++++ TEXT ++++

The manuscript, to be published next year, is about the two faces to the American Revolution: one was devoted to the satisfying the goals of the largely white Americans who led the Revolution, and led America over the next century, and the second subscribed to the notion that liberty, equality, and freedom were the principle contributions of the great American experiment, the “exceptional” America. Both views were offered by the same Americans.

The first goal has many different names, some recognizable by all of you in school at one time or another, like “manifest destiny,” “imperialism” “capitalism,” “racism,” and “white supremacy” just for starters. The second goal is altruistic and is based on the Americans’ understanding of natural law and their other great source of principles to live by, Christianity. This is sometimes labeled the multiracial and multicultural nation.

So, what was it? What is our nation about? The answer by the author, a retired historian from the University of Georgia, Lester Langley, is what makes this book so good.

++++ SOURCE DATA ++++

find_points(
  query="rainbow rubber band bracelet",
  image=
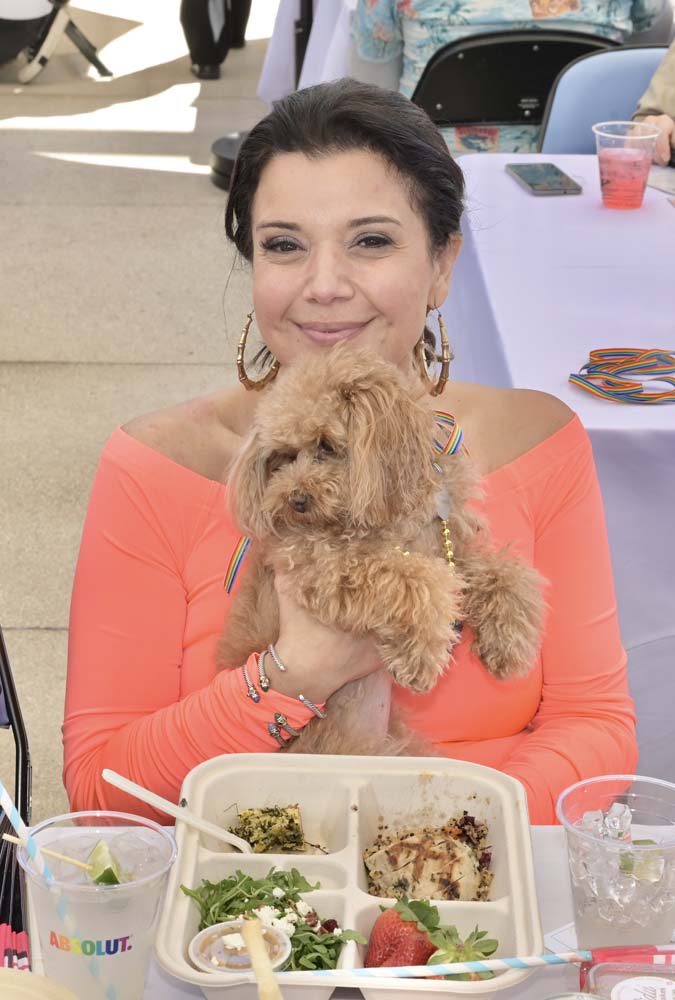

++++

__OBJECTIVES__
(a) Using the passage on the American Revolution, explain in one to three sentences what makes the book so good.
(b) In the passage on the American Revolution, who is the book's author and what is his background?

__ANSWERS PER TASK__
(a) According to the passage, the book is so good because of the author's answer to the questions it raises: what the nation was and what it is about. The passage frames these questions around two faces of the American Revolution. One face served the goals of the largely white Americans who led it, and the other held liberty, equality, and freedom as its principal contributions.

(b) Lester Langley, a retired historian from the University of Georgia.